● **WHAT YOU NEED TO DO**:
Every line from the one with "point_to reports the position of each instance of the overcast" to the one with "point_to reports the position of each instance of the yellow", including those two, is to be copied exactly; all other lines of the entries below are left out.

*** Block opens ***

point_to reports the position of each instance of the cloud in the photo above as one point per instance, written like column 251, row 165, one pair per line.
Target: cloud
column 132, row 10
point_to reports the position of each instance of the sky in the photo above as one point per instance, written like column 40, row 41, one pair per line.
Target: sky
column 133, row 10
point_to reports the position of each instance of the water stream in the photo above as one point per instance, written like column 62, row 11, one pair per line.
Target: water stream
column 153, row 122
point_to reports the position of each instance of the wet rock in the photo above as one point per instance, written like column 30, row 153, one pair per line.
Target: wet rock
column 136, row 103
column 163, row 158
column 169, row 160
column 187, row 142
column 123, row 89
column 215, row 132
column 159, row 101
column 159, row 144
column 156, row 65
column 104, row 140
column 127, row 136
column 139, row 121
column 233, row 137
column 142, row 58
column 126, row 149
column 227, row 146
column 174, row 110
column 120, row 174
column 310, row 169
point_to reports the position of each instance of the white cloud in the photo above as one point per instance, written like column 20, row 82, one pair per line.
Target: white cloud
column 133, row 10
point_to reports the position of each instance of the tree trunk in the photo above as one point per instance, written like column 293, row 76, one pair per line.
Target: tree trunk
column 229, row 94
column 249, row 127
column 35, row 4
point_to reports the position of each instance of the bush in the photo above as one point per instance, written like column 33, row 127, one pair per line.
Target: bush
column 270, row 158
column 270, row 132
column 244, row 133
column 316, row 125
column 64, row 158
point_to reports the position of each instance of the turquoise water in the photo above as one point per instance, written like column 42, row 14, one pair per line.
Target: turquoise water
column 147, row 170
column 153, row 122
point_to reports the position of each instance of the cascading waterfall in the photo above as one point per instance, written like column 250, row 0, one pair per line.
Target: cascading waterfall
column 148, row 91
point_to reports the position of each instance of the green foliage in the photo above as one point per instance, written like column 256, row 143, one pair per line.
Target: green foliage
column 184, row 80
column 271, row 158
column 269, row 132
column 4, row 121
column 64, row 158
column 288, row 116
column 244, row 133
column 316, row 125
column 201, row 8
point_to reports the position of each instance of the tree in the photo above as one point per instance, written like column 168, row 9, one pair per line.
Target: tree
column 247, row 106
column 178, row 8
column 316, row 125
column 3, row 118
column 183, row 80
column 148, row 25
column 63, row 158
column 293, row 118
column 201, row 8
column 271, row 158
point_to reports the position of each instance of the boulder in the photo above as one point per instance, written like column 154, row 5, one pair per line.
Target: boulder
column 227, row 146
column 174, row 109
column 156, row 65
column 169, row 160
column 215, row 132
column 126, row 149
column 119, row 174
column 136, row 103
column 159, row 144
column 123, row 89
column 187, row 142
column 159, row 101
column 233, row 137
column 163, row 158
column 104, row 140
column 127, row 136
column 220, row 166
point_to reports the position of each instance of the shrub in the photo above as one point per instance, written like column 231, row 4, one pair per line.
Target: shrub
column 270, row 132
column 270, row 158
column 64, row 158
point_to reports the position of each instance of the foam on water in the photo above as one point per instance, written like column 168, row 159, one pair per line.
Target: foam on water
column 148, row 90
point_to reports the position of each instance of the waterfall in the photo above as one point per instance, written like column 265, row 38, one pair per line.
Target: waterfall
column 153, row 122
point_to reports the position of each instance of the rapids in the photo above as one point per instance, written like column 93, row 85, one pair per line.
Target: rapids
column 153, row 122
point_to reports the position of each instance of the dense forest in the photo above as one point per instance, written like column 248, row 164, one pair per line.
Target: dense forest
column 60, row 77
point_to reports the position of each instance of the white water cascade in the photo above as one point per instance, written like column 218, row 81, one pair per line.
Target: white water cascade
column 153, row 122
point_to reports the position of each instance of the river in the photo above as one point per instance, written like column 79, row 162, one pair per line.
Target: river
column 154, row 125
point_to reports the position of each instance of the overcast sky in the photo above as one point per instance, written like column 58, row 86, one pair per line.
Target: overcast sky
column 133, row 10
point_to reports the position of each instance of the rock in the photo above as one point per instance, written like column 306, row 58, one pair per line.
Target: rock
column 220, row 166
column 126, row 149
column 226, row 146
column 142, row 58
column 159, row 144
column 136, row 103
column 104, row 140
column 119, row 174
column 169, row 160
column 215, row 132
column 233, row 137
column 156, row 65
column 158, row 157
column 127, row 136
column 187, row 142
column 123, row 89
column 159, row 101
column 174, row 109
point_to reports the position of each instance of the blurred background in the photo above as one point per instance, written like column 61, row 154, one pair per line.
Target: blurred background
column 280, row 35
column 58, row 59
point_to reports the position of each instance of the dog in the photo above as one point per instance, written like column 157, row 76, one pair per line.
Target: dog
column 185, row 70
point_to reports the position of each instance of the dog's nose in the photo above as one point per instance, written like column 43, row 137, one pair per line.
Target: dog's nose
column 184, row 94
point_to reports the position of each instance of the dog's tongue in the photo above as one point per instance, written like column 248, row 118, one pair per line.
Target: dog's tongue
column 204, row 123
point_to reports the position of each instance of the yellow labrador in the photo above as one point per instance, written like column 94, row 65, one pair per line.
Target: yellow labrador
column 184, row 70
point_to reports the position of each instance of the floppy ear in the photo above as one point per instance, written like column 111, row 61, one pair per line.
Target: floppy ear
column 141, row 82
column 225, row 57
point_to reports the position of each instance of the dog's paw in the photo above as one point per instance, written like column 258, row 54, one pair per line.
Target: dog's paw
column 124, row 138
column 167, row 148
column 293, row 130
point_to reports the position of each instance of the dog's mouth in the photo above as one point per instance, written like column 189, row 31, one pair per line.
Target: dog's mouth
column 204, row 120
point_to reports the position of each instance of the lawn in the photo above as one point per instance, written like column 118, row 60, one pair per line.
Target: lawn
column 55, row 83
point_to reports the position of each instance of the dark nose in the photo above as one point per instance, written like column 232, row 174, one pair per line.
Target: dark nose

*** Block closes ***

● **SOLUTION TO THIS EXERCISE**:
point_to reports the position of each instance of the overcast sky in the photo above as one point per instance, written like column 58, row 86, one pair per line.
Target: overcast sky
column 133, row 10
point_to reports the position of each instance of the rock in the photo above as one point per instance, written like column 306, row 58, one pair per line.
Target: rock
column 220, row 166
column 126, row 149
column 226, row 146
column 142, row 58
column 159, row 144
column 136, row 103
column 104, row 140
column 119, row 174
column 169, row 160
column 215, row 132
column 233, row 137
column 156, row 65
column 158, row 157
column 127, row 136
column 187, row 142
column 123, row 89
column 159, row 101
column 174, row 109
point_to reports the position of each instance of the blurred background in the photo above as one point per instance, written like column 61, row 154, one pair per line.
Target: blurred background
column 280, row 35
column 58, row 59
point_to reports the position of each instance of the dog in the photo above as one point per instance, written like column 157, row 76, one pair per line.
Target: dog
column 185, row 70
point_to reports the position of each instance of the dog's nose in the photo above as one point per instance, written like column 43, row 137, one pair per line.
Target: dog's nose
column 184, row 94
point_to reports the position of each instance of the dog's tongue in the photo above as one point per instance, written like column 248, row 118, one pair per line.
Target: dog's tongue
column 204, row 123
point_to reports the position of each instance of the yellow labrador in the photo above as one point per instance, written like column 94, row 65, one pair per line.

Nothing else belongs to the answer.